THE PROBLEM: Copy out each line of the data holding "drinking".

RECORDS FOR THIS TASK Start Marker

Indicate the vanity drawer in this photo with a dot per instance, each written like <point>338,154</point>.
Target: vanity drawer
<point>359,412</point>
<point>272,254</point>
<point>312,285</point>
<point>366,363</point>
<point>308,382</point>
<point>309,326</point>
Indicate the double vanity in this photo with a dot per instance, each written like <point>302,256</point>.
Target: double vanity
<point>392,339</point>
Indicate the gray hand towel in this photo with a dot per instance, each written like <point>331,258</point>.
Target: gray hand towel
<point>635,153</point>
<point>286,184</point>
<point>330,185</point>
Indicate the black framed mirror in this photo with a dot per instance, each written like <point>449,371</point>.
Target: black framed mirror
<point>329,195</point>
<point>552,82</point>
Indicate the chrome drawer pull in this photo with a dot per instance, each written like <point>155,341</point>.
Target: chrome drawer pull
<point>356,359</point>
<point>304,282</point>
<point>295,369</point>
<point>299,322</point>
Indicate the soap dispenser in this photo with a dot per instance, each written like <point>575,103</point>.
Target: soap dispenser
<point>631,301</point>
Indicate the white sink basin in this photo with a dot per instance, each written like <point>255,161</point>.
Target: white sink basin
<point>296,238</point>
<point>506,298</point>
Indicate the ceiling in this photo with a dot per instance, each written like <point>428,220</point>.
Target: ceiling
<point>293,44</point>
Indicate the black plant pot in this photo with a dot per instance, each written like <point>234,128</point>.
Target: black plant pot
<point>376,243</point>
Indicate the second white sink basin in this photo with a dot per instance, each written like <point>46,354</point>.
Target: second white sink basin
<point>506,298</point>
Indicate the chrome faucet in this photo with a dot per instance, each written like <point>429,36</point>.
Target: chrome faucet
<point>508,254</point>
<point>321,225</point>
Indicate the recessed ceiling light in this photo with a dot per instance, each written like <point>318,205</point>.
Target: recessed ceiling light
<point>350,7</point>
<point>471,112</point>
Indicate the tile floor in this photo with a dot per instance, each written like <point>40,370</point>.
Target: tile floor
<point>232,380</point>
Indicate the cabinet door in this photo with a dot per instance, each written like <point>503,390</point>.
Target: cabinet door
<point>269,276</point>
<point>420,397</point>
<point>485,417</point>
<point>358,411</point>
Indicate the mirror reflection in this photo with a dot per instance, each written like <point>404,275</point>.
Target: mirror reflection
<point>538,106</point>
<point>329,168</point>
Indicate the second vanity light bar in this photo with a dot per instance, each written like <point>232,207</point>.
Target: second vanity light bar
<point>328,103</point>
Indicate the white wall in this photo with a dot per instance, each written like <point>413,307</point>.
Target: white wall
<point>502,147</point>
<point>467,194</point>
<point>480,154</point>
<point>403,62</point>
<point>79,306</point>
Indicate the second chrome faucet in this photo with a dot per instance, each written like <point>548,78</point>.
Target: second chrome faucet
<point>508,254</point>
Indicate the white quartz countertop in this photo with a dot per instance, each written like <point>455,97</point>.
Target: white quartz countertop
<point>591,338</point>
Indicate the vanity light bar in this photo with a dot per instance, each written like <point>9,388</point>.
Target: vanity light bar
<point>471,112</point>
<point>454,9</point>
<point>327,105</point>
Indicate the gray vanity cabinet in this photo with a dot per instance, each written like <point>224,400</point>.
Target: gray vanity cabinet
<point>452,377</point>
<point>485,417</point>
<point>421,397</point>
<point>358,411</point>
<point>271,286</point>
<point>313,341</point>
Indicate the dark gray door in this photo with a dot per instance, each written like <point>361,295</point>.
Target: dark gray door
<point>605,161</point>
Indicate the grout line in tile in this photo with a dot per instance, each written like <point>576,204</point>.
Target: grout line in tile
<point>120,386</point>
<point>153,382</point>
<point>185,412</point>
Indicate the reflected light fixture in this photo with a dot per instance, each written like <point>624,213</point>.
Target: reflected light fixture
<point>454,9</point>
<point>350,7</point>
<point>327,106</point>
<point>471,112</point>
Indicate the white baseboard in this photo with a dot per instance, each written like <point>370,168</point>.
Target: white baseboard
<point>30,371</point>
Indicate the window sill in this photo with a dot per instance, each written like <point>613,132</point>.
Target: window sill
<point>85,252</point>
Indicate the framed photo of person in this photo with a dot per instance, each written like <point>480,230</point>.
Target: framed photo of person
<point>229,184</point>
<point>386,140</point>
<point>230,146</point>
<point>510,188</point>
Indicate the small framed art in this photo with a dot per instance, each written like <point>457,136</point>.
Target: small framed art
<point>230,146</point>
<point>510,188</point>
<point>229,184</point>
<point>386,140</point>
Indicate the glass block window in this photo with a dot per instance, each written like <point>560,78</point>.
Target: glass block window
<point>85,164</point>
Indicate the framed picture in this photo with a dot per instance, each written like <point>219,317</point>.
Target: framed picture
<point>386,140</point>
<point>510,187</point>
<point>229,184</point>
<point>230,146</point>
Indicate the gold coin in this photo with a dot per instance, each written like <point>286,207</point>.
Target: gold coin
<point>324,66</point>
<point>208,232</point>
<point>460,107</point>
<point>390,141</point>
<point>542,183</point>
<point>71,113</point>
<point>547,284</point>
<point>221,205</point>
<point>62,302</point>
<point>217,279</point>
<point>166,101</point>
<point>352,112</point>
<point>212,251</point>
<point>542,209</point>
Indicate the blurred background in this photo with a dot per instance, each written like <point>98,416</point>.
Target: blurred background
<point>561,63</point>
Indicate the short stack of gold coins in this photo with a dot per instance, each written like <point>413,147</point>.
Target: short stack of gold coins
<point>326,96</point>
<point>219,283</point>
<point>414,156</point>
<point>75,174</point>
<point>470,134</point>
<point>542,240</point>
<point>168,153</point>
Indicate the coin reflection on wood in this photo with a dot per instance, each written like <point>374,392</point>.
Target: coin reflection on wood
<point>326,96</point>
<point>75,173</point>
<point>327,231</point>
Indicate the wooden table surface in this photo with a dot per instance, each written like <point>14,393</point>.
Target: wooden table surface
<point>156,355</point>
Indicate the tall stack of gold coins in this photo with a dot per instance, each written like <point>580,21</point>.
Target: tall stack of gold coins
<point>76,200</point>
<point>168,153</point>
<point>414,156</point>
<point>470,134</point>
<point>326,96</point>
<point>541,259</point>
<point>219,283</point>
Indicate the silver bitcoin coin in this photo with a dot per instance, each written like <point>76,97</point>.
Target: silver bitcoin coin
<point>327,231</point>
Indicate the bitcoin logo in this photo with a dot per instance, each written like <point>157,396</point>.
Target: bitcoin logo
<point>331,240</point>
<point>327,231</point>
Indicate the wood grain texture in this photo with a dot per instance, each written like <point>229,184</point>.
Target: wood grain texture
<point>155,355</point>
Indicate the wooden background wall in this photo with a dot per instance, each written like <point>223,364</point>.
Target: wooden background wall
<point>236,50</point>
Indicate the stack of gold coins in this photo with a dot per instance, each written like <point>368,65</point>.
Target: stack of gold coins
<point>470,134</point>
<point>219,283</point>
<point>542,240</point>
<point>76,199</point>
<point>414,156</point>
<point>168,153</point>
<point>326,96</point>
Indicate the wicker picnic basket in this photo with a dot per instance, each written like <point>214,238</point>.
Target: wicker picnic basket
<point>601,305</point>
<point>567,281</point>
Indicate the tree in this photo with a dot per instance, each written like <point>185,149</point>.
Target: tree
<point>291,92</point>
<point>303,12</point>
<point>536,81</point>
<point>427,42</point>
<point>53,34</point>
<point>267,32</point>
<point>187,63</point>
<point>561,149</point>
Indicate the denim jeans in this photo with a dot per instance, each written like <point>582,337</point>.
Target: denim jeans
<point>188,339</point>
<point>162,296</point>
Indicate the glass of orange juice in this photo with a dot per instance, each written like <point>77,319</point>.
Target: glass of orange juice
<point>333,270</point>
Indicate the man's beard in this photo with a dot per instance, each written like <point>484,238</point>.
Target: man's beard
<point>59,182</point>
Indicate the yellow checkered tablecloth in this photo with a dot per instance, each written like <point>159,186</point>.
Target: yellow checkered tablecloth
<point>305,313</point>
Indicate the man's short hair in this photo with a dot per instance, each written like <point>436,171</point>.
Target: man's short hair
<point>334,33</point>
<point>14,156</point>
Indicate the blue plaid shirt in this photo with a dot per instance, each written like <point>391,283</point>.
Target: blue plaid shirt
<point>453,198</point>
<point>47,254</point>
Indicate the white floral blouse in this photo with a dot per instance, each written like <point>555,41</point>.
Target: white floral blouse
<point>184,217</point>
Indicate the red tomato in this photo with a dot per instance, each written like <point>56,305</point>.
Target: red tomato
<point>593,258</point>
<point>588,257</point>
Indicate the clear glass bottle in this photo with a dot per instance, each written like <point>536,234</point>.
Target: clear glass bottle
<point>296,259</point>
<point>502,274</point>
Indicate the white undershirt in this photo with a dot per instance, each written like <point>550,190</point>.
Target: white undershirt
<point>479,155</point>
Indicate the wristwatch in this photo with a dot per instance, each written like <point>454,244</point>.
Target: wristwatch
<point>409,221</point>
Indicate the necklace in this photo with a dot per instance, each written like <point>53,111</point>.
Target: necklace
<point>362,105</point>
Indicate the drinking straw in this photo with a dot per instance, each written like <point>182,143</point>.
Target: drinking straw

RECORDS FOR THIS TASK End Marker

SOLUTION:
Indicate the drinking straw in this photo with a dot per instance, each written like <point>182,143</point>.
Target: drinking straw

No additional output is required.